> **EXERCISE OBJECTIVE**
How many lines in the records below contain the word "headlight"? Give only the number.

> **DATA SECTION**
|---|
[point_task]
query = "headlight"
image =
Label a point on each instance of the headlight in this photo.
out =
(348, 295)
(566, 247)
|---|
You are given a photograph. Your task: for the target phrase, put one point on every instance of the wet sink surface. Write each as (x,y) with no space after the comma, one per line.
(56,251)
|---|
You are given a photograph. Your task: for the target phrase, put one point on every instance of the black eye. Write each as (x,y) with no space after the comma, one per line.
|---|
> **ANSWER TO THE EXERCISE**
2